_Direction_
Repeat exactly the lines below, from the line containing "Mark each instance of the blue plate" through the last line, both included. Leave out any pictures.

§

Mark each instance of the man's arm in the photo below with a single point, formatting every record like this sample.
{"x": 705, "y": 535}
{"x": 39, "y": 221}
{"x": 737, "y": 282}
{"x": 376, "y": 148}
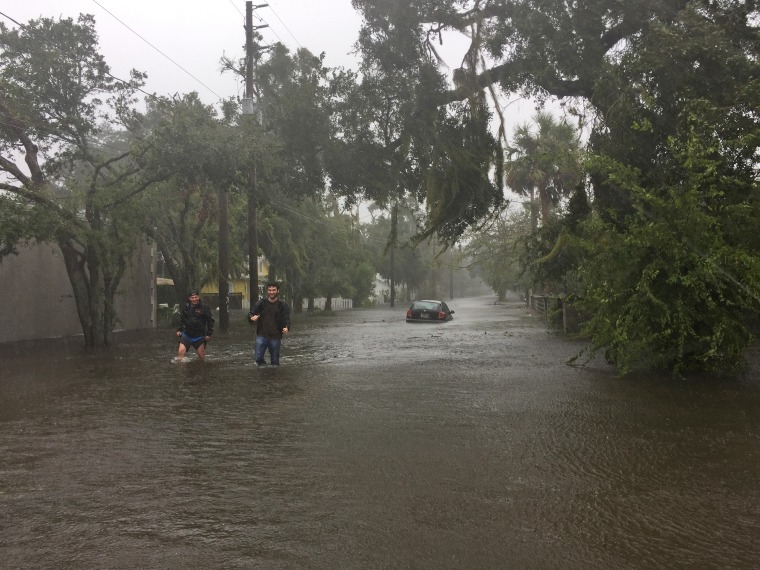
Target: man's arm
{"x": 286, "y": 315}
{"x": 210, "y": 322}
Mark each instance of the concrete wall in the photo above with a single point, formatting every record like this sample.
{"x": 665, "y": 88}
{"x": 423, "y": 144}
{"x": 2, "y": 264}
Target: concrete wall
{"x": 39, "y": 301}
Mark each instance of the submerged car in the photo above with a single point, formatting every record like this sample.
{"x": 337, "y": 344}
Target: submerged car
{"x": 428, "y": 311}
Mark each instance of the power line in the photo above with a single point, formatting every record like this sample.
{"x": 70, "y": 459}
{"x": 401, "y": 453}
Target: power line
{"x": 158, "y": 50}
{"x": 11, "y": 19}
{"x": 286, "y": 28}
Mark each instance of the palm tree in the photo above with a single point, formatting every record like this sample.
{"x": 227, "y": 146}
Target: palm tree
{"x": 547, "y": 162}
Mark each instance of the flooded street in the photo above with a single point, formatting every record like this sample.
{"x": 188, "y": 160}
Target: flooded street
{"x": 376, "y": 444}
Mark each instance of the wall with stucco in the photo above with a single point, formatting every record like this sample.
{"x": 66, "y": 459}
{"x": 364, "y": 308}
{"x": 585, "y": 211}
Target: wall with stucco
{"x": 39, "y": 301}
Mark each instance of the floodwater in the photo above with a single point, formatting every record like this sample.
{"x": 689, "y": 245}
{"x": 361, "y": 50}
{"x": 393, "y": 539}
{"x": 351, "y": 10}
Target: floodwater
{"x": 376, "y": 444}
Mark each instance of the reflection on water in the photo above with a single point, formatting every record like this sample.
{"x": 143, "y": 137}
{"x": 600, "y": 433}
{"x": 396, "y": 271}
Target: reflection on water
{"x": 376, "y": 444}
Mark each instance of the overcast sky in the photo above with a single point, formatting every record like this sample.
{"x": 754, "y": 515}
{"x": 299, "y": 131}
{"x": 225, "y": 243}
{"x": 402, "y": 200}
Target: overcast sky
{"x": 179, "y": 42}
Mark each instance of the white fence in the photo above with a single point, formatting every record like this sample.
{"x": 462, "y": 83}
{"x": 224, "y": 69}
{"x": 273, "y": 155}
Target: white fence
{"x": 338, "y": 303}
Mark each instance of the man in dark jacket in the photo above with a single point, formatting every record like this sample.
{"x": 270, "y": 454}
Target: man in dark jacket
{"x": 272, "y": 318}
{"x": 197, "y": 326}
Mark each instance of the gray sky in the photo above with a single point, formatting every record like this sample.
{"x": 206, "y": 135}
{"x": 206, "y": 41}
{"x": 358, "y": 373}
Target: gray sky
{"x": 179, "y": 42}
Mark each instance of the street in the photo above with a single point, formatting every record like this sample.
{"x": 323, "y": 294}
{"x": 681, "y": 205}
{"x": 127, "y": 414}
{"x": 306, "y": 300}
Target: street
{"x": 376, "y": 444}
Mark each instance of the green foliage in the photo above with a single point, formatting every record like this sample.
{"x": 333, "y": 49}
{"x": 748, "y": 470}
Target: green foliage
{"x": 675, "y": 291}
{"x": 59, "y": 101}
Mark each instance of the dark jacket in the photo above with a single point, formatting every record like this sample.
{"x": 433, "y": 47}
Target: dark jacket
{"x": 197, "y": 320}
{"x": 283, "y": 314}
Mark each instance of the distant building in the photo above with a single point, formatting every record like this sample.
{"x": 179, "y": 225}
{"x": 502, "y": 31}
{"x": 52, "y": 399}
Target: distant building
{"x": 39, "y": 300}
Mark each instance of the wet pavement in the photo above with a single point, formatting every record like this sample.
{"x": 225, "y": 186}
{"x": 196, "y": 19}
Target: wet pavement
{"x": 376, "y": 444}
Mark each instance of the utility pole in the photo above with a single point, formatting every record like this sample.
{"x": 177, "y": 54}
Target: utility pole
{"x": 394, "y": 235}
{"x": 253, "y": 239}
{"x": 224, "y": 260}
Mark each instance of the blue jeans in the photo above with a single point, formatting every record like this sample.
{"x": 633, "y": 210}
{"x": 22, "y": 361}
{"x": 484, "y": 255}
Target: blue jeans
{"x": 273, "y": 344}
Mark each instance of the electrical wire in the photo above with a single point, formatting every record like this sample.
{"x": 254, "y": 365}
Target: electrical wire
{"x": 158, "y": 50}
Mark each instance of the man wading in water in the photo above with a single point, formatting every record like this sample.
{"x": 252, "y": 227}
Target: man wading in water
{"x": 197, "y": 327}
{"x": 272, "y": 318}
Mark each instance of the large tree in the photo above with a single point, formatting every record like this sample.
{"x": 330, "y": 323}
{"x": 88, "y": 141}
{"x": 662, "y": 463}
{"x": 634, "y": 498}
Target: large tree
{"x": 669, "y": 91}
{"x": 68, "y": 170}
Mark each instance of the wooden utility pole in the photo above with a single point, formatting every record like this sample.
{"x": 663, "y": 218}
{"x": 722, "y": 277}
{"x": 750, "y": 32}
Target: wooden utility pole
{"x": 394, "y": 230}
{"x": 253, "y": 239}
{"x": 224, "y": 261}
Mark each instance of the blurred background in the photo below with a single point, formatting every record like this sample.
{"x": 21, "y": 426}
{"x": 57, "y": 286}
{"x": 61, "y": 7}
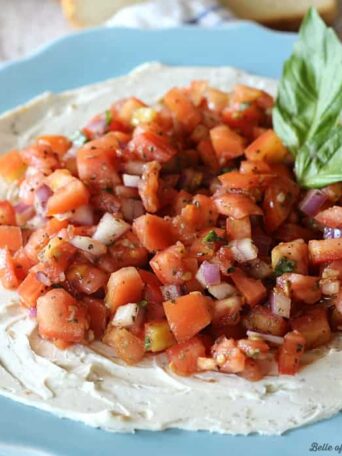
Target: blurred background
{"x": 28, "y": 24}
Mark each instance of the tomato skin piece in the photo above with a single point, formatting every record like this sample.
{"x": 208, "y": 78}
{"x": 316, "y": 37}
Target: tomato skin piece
{"x": 296, "y": 252}
{"x": 11, "y": 237}
{"x": 7, "y": 213}
{"x": 59, "y": 316}
{"x": 238, "y": 228}
{"x": 149, "y": 146}
{"x": 187, "y": 315}
{"x": 227, "y": 143}
{"x": 97, "y": 316}
{"x": 253, "y": 290}
{"x": 261, "y": 319}
{"x": 127, "y": 346}
{"x": 30, "y": 290}
{"x": 303, "y": 288}
{"x": 8, "y": 273}
{"x": 127, "y": 251}
{"x": 96, "y": 166}
{"x": 183, "y": 356}
{"x": 267, "y": 147}
{"x": 280, "y": 196}
{"x": 314, "y": 326}
{"x": 173, "y": 266}
{"x": 186, "y": 114}
{"x": 124, "y": 286}
{"x": 331, "y": 217}
{"x": 67, "y": 198}
{"x": 154, "y": 233}
{"x": 86, "y": 278}
{"x": 59, "y": 144}
{"x": 290, "y": 353}
{"x": 236, "y": 205}
{"x": 12, "y": 167}
{"x": 325, "y": 250}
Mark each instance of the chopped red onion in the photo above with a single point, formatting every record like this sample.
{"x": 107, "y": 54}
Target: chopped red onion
{"x": 42, "y": 196}
{"x": 312, "y": 202}
{"x": 32, "y": 311}
{"x": 277, "y": 340}
{"x": 243, "y": 250}
{"x": 83, "y": 216}
{"x": 280, "y": 304}
{"x": 209, "y": 274}
{"x": 131, "y": 180}
{"x": 170, "y": 292}
{"x": 332, "y": 233}
{"x": 131, "y": 209}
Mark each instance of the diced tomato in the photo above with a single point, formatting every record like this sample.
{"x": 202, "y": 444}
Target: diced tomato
{"x": 235, "y": 180}
{"x": 183, "y": 357}
{"x": 8, "y": 273}
{"x": 97, "y": 316}
{"x": 149, "y": 146}
{"x": 262, "y": 320}
{"x": 68, "y": 198}
{"x": 40, "y": 156}
{"x": 96, "y": 163}
{"x": 290, "y": 257}
{"x": 127, "y": 251}
{"x": 124, "y": 286}
{"x": 7, "y": 213}
{"x": 228, "y": 356}
{"x": 182, "y": 108}
{"x": 331, "y": 217}
{"x": 325, "y": 250}
{"x": 127, "y": 346}
{"x": 60, "y": 317}
{"x": 267, "y": 147}
{"x": 187, "y": 315}
{"x": 58, "y": 144}
{"x": 173, "y": 265}
{"x": 12, "y": 167}
{"x": 290, "y": 353}
{"x": 86, "y": 278}
{"x": 279, "y": 199}
{"x": 238, "y": 228}
{"x": 30, "y": 290}
{"x": 11, "y": 237}
{"x": 227, "y": 143}
{"x": 314, "y": 326}
{"x": 253, "y": 290}
{"x": 236, "y": 205}
{"x": 149, "y": 185}
{"x": 303, "y": 288}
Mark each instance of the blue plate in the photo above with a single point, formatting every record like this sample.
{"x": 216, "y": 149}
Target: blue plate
{"x": 93, "y": 56}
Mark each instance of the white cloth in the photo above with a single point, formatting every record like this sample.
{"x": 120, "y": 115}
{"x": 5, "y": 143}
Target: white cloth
{"x": 170, "y": 13}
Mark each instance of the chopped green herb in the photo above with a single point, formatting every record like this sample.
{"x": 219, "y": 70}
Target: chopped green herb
{"x": 284, "y": 265}
{"x": 213, "y": 237}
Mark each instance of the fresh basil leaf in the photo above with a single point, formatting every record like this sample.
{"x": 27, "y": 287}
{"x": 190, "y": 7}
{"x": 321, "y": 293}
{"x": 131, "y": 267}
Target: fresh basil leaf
{"x": 310, "y": 91}
{"x": 319, "y": 161}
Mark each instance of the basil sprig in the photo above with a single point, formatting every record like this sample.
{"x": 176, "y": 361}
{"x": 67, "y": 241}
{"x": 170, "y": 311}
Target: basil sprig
{"x": 308, "y": 112}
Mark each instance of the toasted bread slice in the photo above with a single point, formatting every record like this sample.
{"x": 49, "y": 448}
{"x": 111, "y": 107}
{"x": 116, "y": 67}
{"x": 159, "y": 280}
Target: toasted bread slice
{"x": 282, "y": 14}
{"x": 90, "y": 13}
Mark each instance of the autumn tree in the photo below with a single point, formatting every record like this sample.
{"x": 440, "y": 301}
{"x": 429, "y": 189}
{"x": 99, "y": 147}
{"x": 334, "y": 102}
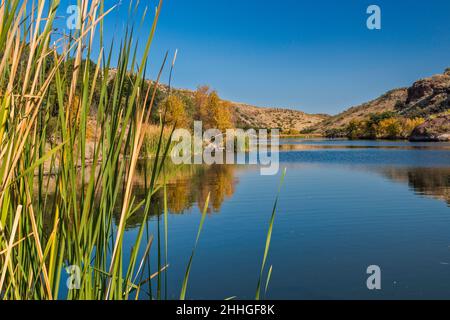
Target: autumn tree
{"x": 201, "y": 97}
{"x": 211, "y": 110}
{"x": 175, "y": 112}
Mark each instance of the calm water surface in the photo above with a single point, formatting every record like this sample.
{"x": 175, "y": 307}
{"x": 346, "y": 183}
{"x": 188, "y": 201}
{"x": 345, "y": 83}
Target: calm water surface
{"x": 345, "y": 205}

§

_Written reply_
Mark each instance of the blue plate in the photo above with a single point, formatting every record like this sample.
{"x": 216, "y": 149}
Target: blue plate
{"x": 93, "y": 56}
Mark each instance of the white cloth in the photo above with a single point, formatting every record like this sample.
{"x": 120, "y": 115}
{"x": 5, "y": 143}
Target: white cloth
{"x": 170, "y": 13}
Mark each instance of the chopped green herb in the photo above with a single point, formatting every record like this sample.
{"x": 219, "y": 70}
Target: chopped green herb
{"x": 284, "y": 265}
{"x": 213, "y": 237}
Mark each instance of the fresh basil leaf in the photo above with a single point, formatting every record like this sample.
{"x": 27, "y": 287}
{"x": 190, "y": 7}
{"x": 321, "y": 293}
{"x": 131, "y": 267}
Target: fresh basil leaf
{"x": 310, "y": 91}
{"x": 319, "y": 161}
Mark each instance of the basil sprig in the photo above with a single point, formatting every record like this sample.
{"x": 176, "y": 361}
{"x": 67, "y": 241}
{"x": 170, "y": 311}
Target: basil sprig
{"x": 308, "y": 112}
Mark each instance of the toasted bread slice in the photo above with a single point, formatting every record like this sample.
{"x": 49, "y": 448}
{"x": 111, "y": 107}
{"x": 116, "y": 67}
{"x": 159, "y": 280}
Target: toasted bread slice
{"x": 282, "y": 14}
{"x": 90, "y": 13}
Mark each instance of the autumn tree in the photo below with a single point, formatting every record like this sample.
{"x": 440, "y": 301}
{"x": 429, "y": 189}
{"x": 99, "y": 147}
{"x": 334, "y": 102}
Target: autumn tree
{"x": 201, "y": 97}
{"x": 211, "y": 110}
{"x": 175, "y": 112}
Mark each instance of the calm water surface in the photo above with a single point, formatting every record like this sample.
{"x": 175, "y": 307}
{"x": 346, "y": 183}
{"x": 188, "y": 201}
{"x": 345, "y": 83}
Target: calm water surface
{"x": 345, "y": 205}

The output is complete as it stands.